Data records:

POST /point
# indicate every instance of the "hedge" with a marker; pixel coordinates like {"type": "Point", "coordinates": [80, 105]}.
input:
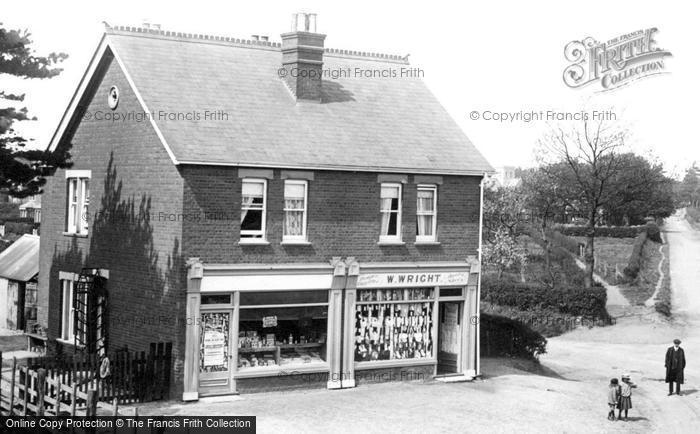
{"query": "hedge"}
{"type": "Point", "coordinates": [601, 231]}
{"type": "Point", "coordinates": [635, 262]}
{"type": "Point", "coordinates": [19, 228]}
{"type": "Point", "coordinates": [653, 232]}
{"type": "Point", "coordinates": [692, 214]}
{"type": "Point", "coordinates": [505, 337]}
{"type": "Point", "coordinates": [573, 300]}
--
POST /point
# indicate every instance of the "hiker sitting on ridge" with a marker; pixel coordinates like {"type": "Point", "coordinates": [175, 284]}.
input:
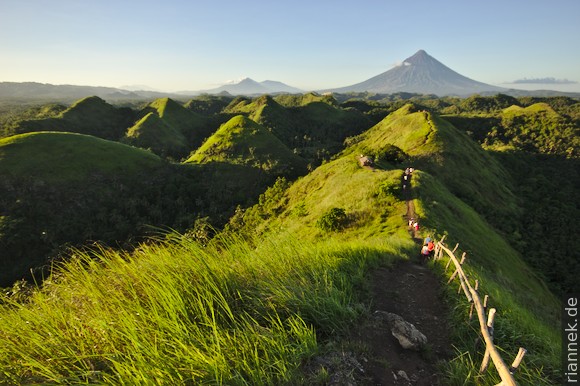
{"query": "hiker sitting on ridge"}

Written exercise: Collect every line of the listing above that contains the string "with", treating uppercase and lowercase letters as different.

Exercise solution:
# indicate every instance of the "hedge" with a marker; pixel coordinates like {"type": "Point", "coordinates": [80, 105]}.
# indicate every instance of the "hiker sitting on ridge" with a marker; pixel coordinates like {"type": "Point", "coordinates": [175, 284]}.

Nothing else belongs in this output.